▶ [Your assignment] Every line of the material below should be retyped exactly.

▶ [Dataset records]
- - - - - - -

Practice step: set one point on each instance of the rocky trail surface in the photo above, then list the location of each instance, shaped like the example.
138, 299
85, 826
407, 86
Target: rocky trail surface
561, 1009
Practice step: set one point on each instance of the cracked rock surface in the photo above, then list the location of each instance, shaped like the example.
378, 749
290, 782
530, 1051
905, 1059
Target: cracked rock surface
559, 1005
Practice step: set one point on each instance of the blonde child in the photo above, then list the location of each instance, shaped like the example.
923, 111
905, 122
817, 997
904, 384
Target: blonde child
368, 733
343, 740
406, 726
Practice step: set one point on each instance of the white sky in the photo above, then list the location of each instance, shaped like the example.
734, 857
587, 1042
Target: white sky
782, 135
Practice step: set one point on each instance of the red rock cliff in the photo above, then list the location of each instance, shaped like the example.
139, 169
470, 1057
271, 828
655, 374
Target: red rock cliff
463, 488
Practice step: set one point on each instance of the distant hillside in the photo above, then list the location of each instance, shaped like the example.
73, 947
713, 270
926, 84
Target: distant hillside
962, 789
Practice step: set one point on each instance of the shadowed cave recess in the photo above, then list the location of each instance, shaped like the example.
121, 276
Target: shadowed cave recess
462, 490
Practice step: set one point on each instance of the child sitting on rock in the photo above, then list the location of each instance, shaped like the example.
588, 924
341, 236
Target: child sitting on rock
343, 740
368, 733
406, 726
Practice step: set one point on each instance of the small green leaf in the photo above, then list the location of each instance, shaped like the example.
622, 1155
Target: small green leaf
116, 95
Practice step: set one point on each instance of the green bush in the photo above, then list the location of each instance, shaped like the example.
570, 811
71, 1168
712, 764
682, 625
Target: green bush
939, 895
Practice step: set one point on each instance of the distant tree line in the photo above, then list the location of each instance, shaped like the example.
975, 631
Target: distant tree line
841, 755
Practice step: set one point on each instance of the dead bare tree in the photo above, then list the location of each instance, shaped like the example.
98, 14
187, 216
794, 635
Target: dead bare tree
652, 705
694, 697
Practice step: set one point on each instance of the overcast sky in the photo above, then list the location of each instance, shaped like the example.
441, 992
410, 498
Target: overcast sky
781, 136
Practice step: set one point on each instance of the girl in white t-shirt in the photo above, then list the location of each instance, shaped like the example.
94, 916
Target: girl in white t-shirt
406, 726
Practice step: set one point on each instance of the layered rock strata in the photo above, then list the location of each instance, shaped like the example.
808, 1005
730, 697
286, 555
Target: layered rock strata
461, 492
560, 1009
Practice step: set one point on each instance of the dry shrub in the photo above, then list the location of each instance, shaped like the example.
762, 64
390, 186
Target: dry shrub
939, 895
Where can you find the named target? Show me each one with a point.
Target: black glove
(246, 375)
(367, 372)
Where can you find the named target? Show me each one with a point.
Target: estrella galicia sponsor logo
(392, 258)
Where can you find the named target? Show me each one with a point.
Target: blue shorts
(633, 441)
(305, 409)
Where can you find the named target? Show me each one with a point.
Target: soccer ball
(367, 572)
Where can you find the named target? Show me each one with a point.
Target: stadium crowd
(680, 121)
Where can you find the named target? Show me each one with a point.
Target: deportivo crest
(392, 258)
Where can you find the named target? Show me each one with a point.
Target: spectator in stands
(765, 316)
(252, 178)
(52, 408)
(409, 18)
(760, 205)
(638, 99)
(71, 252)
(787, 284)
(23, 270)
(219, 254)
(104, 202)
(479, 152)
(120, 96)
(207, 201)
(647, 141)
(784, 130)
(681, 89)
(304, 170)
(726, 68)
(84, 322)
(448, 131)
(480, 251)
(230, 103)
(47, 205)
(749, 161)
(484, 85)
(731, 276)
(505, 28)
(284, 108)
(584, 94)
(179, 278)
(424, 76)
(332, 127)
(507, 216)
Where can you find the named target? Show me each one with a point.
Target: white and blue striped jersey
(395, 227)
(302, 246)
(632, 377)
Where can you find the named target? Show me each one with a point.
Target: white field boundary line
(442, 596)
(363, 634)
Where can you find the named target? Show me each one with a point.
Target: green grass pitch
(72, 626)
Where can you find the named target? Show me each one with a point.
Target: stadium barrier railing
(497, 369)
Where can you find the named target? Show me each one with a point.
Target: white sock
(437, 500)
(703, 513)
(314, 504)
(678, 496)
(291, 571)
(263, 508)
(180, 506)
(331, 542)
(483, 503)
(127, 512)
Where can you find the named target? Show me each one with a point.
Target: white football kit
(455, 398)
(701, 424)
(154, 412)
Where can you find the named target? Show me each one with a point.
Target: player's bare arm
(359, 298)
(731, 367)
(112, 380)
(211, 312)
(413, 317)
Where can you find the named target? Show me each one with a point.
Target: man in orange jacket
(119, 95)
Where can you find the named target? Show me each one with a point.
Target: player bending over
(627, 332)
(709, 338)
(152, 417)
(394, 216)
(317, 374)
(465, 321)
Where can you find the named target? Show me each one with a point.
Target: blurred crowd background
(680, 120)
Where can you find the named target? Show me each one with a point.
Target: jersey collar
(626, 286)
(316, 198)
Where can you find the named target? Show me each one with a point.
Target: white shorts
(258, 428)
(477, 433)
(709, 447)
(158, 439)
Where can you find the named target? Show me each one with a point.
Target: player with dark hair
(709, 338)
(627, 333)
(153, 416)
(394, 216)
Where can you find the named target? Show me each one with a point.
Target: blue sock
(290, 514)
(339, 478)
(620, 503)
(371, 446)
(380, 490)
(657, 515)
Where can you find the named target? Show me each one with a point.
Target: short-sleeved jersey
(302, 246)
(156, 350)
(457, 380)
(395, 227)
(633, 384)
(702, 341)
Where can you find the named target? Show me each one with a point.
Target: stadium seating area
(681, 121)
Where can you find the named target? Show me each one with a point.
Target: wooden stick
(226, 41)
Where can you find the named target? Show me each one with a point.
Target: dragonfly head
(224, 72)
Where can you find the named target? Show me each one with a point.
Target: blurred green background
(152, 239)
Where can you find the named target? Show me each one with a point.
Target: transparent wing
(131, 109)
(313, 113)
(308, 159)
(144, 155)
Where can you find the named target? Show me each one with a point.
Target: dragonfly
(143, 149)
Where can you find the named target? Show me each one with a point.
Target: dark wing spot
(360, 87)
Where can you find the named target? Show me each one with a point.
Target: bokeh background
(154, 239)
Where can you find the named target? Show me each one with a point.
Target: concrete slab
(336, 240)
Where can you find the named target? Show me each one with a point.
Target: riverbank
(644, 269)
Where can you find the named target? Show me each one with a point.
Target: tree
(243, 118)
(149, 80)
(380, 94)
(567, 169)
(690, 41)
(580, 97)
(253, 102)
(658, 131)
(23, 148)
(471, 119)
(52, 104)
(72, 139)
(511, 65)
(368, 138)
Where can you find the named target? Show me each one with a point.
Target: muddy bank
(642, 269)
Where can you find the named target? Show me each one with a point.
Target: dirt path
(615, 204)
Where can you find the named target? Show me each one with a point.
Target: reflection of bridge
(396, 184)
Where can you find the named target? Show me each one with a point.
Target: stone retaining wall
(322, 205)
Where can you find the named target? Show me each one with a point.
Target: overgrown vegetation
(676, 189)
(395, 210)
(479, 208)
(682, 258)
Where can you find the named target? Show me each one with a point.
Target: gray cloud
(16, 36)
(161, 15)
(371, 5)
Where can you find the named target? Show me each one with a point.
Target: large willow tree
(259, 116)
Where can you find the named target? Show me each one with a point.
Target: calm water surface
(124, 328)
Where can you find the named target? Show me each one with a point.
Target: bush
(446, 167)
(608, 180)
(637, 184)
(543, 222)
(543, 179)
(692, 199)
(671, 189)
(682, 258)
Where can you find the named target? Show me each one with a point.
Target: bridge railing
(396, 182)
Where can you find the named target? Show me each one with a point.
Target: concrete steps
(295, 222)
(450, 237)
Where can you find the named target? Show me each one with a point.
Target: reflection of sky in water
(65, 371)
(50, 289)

- - - - - - -

▶ [Response]
Practice step: set one point on each instance of the rocky trail surface in the photo above, then list the location of each instance, shaped like the example.
138, 299
85, 826
407, 86
Target: rocky trail surface
561, 1009
Practice step: set one point on each instance of the cracked rock surface in the photo above, then list the location of each instance, shaped like the example.
378, 749
290, 782
530, 1051
905, 1059
Target: cracked rock surface
559, 1005
Practice step: set one point on each instance of the blonde child in the photo above, then list the location of each instance, shaped like the example.
923, 111
905, 122
817, 997
904, 384
Target: blonde child
368, 733
343, 740
406, 726
Practice step: set one point on each instance of the white sky in the photo above, then list the location of each instance, shaped like the example.
734, 857
587, 1042
Target: white sky
782, 135
Practice step: set one point on each instance of the red rock cliff in the photo above, then list the location of each instance, shaped like the example.
139, 169
470, 1057
271, 828
655, 374
Target: red rock cliff
463, 488
Practice step: set one point on each instance of the distant hillside in the photo above, then list the location of each instance, shaped like the example.
73, 947
713, 270
926, 84
Target: distant hillside
962, 789
Practice step: set one point on each instance of the shadowed cave recess in the photo above, then list the location of each instance, shaped like the example.
121, 276
Target: shadowed cave recess
462, 490
Practice step: set one point on each instance of the child sitting on rock in the photo above, then list the location of each instance, shaped like the example.
588, 924
341, 236
Target: child sitting on rock
343, 740
368, 733
406, 726
Practice step: set one point on each instance of the small green leaf in the photo above, then list the location of each instance, shaped like the example.
622, 1155
Target: small green leaf
116, 95
Practice step: set one point on each instance of the green bush in the photo above, then list the location of each instance, shaped like the example.
570, 811
71, 1168
712, 764
682, 625
Target: green bush
939, 895
Practice step: set one point on each instance of the distant tree line in the photo above, then list the location of each instance, shaped like the example.
975, 631
Target: distant tree line
841, 755
Practice step: set one point on each instance of the dead bare tree in the photo above, then list the location of each instance, shaped like the example.
98, 14
187, 216
794, 635
Target: dead bare tree
652, 705
694, 697
Practice step: set one point on each instance of the overcast sky in the photo above, then list the location of each instance, shaped like the example.
441, 992
410, 498
Target: overcast sky
781, 136
Practice step: set one point on each instance of the girl in white t-shirt in the photo above, then list the location of each instance, shaped like the example.
94, 916
Target: girl in white t-shirt
406, 726
Practice step: set one point on each instance of the layered rock strata in the photo above, then list the location of each instance, shaped like the example.
808, 1005
730, 697
286, 555
Target: layered rock strata
461, 492
560, 1009
Practice step: set one point on each instance of the dry shrub in the photo above, then list the location of each instance, shaped like the example.
762, 64
390, 186
Target: dry shrub
939, 895
Where can you find the named target? Show me each one with a point.
Target: black glove
(246, 375)
(367, 372)
Where can you find the named target? Show me each one with a point.
Target: estrella galicia sponsor logo
(392, 258)
Where can you find the named target? Show me each one with a point.
Target: blue shorts
(633, 441)
(305, 409)
Where can you find the named target? Show me each one with a point.
Target: soccer ball
(367, 572)
Where can you find the named target? Show me each one with a point.
Target: stadium crowd
(680, 121)
Where can you find the named target? Show me each one with a point.
Target: deportivo crest
(392, 258)
Where can you find the named target? Show me each one with a point.
Target: spectator in stands
(765, 316)
(252, 178)
(52, 408)
(409, 18)
(760, 205)
(638, 99)
(71, 252)
(787, 284)
(23, 270)
(219, 254)
(104, 202)
(479, 152)
(120, 96)
(207, 201)
(647, 141)
(784, 130)
(681, 89)
(304, 170)
(726, 68)
(84, 322)
(448, 131)
(480, 251)
(230, 103)
(47, 205)
(749, 161)
(484, 85)
(731, 276)
(505, 28)
(284, 108)
(584, 94)
(179, 278)
(424, 76)
(332, 127)
(507, 216)
Where can you find the named target? Show me each one with a point.
Target: white and blue striped jersey
(395, 227)
(302, 246)
(632, 377)
Where can you find the named target? Show me each one with a point.
Target: white field boundary line
(442, 596)
(363, 634)
Where can you find the named target? Show me each one with a point.
Target: green grass pitch
(72, 626)
Where can you find the named target? Show me each one with a point.
Target: stadium barrier railing
(497, 369)
Where can you find the named target? Show me each one with a point.
Target: white sock
(437, 500)
(703, 513)
(314, 504)
(678, 496)
(291, 571)
(263, 508)
(180, 506)
(331, 542)
(483, 503)
(127, 512)
Where can you find the named target? Show me each one with a point.
Target: white football kit
(455, 398)
(701, 424)
(154, 412)
Where can you find the named target? Show me each one with a point.
Target: player's bare arm
(359, 298)
(731, 367)
(112, 380)
(211, 312)
(413, 317)
Where can you find the named target? Show me each one with a point.
Target: man in orange jacket
(119, 95)
Where can you find the named target? Show me each one with a point.
Target: player bending over
(627, 332)
(709, 338)
(152, 417)
(394, 216)
(317, 374)
(465, 321)
Where can you find the named target? Show me each one with a point.
Target: blurred crowd background
(680, 120)
Where can you find the named target? Show me each one with a point.
Target: jersey collar
(626, 286)
(316, 198)
Where can you find the named target? Show me each one with a point.
Target: white shorts
(258, 428)
(477, 433)
(709, 447)
(158, 439)
Where can you find the named target? Show me each one with a point.
Target: player with dark hair
(709, 338)
(627, 333)
(153, 416)
(394, 216)
Where can you find the named target? Show me each one with a point.
Target: blue sock
(290, 514)
(339, 478)
(620, 503)
(371, 446)
(380, 490)
(657, 515)
Where can you find the named target? Show me each one with a point.
Target: short-sleeved jersey
(302, 246)
(156, 350)
(457, 380)
(395, 227)
(633, 384)
(702, 341)
Where can you find the named target? Show me each one with a point.
Target: stadium seating area
(681, 121)
Where can you find the named target? Show me each one with a point.
Target: wooden stick
(226, 41)
Where can you find the named target? Show me each one with a point.
Target: dragonfly head
(224, 72)
Where can you find the named target? Show me each one with a point.
Target: blurred green background
(152, 239)
Where can you find the named target? Show me each one with a point.
Target: transparent wing
(131, 109)
(313, 113)
(308, 159)
(144, 155)
Where can you find the named target? Show me each one with a point.
Target: dragonfly
(143, 149)
Where can you find the named target? Show me each one with a point.
Target: dark wing spot
(360, 87)
Where can you find the named target? Show me each one with a point.
Target: bokeh background
(154, 239)
Where can you find the named target? Show me each one with a point.
Target: concrete slab
(336, 240)
Where can you find the named target? Show me each one with a point.
Target: riverbank
(644, 269)
Where can you find the named target? Show me each one with a point.
Target: tree
(243, 118)
(149, 80)
(380, 94)
(567, 169)
(690, 41)
(580, 97)
(253, 102)
(658, 131)
(23, 148)
(471, 119)
(52, 104)
(72, 139)
(511, 65)
(368, 138)
Where can you find the named target? Show me each one with a point.
Target: muddy bank
(642, 269)
Where can you find the named target? Show me each one with a point.
Target: dirt path
(615, 204)
Where can you find the named target? Show me each one with a point.
Target: reflection of bridge
(396, 184)
Where can you find the named target? Show me each one with a point.
Target: stone retaining wall
(322, 205)
Where can you find the named target? Show me each one with a point.
Target: overgrown vegetation
(676, 189)
(395, 210)
(479, 208)
(682, 258)
Where can you find the named target? Show me each one with a point.
Target: gray cloud
(16, 36)
(161, 15)
(371, 5)
Where can you find the named target? Show me each one with a point.
Target: large willow tree
(259, 116)
Where can you find the named target? Show me each one with a point.
Target: calm water surface
(124, 328)
Where can you find the named target? Show me each one with a point.
Target: bush
(446, 167)
(608, 180)
(637, 184)
(543, 222)
(543, 179)
(692, 199)
(671, 189)
(682, 258)
Where can you find the named target? Show me each one with a point.
Target: bridge railing
(396, 182)
Where can you find the named target? Show me each one with a point.
Target: concrete steps
(295, 222)
(450, 237)
Where can you find the named target? Show me each one with a point.
Target: reflection of sky in water
(65, 371)
(50, 289)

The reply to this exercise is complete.